> [AIM] Copy the Stormont article between "IRA activity, guns" and "of the roles.", inclusive, swapping "moderate" for "centrist".

> [DOCUMENT SECTION]

During the long months when the dark budget cloud hung over Stormont, the one silver lining it was possible to point to is that the nature of the problem - disagreement over welfare policy - showed how much the landscape had changed.

The parties were at loggerheads, but over social and economic issues, not paramilitaries and the border.

Not so the current crisis, that has the feel of a 1990s time-warp about it.

IRA activity, guns and government and unmasking the true identity of supposed anti-drugs vigilantes - we have seen it all before.

Last time, the pressure on the moderate Ulster Unionist Party (UUP) led to its eclipse by the hardline Democratic Unionist Party (DUP).

Intensive

Now we have a reversal of the roles.

The consequences of UUP leader Mike Nesbitt's bold gambit in pulling his party out of government remain unclear - some electoral advantage, probably, bolstering the UUP's comeback.

But is the DUP big enough to soak up the pressure with elections to the Northern Ireland Assembly not due until the spring?

Image source, PA
Image caption,

Peter Robinson's has called for more "intensive" talks but there is scepticism over what they would achieve

After initially talking about excluding Sinn Féin from power, the DUP - with First Minister Peter Robinson back from leave - is focusing on holding yet more "intensive talks".

Given the failure to implement the Stormont House deal, there is room for scepticism about what fresh negotiations will achieve regarding the status of the IRA.

Stagger

Ideas in the ether include a return of the old Independent Monitoring Commission or the recall of some ex-IRA prisoners to jail.

> [DATA SECTION]
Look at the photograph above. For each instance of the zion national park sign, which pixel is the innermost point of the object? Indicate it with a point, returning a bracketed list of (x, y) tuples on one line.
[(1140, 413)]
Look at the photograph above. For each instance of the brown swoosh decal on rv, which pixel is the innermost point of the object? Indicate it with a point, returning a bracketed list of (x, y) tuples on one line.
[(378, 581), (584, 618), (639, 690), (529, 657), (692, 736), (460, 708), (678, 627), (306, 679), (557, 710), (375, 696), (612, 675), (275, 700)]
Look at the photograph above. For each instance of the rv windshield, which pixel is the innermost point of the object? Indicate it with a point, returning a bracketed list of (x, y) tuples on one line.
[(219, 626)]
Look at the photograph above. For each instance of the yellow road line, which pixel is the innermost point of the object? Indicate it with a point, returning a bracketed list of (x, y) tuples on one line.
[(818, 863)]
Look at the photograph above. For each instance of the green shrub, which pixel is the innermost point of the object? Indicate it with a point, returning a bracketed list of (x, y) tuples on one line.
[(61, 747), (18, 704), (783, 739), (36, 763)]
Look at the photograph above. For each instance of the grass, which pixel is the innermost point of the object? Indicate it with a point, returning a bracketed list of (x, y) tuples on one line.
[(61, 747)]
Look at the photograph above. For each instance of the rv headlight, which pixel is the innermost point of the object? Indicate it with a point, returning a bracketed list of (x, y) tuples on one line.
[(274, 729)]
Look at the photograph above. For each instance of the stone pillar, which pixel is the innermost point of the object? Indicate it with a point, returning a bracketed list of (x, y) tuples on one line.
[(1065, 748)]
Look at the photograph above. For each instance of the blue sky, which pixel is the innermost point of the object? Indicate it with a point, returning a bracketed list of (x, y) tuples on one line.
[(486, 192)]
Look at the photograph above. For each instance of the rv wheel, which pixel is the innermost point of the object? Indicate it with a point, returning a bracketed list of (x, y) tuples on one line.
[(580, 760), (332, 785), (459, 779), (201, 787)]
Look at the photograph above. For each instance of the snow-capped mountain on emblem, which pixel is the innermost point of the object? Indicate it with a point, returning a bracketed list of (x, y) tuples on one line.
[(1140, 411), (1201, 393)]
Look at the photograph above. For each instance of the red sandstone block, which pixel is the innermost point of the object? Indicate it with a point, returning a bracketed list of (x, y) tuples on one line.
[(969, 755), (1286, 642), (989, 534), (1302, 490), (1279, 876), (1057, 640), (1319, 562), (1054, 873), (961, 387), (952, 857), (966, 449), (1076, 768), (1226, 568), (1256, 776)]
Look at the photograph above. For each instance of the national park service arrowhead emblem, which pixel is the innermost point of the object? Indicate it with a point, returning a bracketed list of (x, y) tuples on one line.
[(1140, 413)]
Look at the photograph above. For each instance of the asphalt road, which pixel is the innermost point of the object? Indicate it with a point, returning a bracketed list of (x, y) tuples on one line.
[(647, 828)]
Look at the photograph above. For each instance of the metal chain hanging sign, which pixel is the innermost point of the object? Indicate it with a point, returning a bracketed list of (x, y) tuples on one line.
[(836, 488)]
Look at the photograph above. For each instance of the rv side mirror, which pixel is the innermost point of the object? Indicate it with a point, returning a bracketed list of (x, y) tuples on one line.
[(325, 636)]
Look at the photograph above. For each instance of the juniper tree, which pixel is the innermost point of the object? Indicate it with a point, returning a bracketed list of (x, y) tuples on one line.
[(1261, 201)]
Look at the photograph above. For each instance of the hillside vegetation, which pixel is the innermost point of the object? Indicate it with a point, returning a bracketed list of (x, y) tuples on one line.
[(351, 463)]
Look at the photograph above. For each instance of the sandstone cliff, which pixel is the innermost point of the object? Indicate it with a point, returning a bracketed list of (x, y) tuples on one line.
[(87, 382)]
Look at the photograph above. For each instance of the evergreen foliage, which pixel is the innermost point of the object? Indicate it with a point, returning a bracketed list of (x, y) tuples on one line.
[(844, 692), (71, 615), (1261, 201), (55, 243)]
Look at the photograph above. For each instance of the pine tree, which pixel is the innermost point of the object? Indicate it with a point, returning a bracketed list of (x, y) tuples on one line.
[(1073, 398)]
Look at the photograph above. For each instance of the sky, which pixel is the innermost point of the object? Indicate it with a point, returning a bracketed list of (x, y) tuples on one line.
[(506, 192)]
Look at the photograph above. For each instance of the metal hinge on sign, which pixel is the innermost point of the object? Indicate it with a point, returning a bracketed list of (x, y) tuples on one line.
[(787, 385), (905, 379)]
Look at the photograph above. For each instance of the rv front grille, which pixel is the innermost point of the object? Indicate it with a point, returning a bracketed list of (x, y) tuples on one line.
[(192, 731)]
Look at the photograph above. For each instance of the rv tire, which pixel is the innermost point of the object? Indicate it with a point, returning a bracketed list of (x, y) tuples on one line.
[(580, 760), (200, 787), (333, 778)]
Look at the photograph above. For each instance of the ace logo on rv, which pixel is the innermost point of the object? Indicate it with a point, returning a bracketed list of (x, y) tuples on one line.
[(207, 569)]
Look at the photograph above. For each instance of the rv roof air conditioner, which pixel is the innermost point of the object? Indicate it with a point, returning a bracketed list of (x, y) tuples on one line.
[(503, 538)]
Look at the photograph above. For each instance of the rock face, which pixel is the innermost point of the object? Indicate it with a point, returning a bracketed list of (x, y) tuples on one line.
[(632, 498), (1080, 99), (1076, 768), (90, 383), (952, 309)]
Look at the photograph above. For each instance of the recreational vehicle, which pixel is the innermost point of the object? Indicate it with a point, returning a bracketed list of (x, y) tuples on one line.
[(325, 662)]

> [ANSWER TO THIS TASK]
IRA activity, guns and government and unmasking the true identity of supposed anti-drugs vigilantes - we have seen it all before.

Last time, the pressure on the centrist Ulster Unionist Party (UUP) led to its eclipse by the hardline Democratic Unionist Party (DUP).

Intensive

Now we have a reversal of the roles.